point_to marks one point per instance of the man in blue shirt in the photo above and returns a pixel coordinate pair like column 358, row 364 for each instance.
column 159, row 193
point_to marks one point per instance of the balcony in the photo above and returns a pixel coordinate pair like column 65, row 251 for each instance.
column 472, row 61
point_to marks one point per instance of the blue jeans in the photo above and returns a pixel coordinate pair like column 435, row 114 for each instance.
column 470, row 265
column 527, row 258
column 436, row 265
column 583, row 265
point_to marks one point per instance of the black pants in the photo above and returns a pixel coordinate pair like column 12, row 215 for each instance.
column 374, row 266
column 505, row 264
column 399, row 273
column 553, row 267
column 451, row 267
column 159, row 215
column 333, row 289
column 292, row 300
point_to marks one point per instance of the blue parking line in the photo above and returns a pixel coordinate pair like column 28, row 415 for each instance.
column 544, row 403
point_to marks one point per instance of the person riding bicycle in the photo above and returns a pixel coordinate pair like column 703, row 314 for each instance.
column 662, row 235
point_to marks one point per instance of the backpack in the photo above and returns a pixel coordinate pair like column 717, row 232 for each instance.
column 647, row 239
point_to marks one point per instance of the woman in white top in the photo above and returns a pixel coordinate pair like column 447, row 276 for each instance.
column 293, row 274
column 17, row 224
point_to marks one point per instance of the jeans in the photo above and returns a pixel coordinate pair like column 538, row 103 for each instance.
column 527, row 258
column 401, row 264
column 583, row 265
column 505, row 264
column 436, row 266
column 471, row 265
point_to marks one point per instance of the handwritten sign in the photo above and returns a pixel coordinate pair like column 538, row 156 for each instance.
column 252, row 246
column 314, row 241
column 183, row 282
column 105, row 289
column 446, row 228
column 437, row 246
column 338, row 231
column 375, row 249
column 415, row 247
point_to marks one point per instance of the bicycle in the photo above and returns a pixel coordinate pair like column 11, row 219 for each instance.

· · · ·

#### WHAT IS ASKED
Copy the rows above verbatim, from the line containing "point_to marks one point per instance of the blue parking" through the line containing "column 17, row 224", including both of those lines.

#### CORRECT OUTPUT
point_to marks one point per instance of the blue parking line in the photo above and returns a pixel coordinate pair like column 28, row 415 for each instance.
column 544, row 403
point_to marks one point per instance of the person riding bicycle in the photo above and returns a pixel coordinate pair like column 703, row 314 for each instance.
column 662, row 235
point_to marks one point per instance of the backpack in the photo above and returns a pixel coordinate pair like column 717, row 232 for each instance.
column 647, row 239
point_to marks one point per instance of the woman in white top in the photo above and returns a pixel coordinate pair like column 447, row 276 for each instance.
column 293, row 274
column 17, row 224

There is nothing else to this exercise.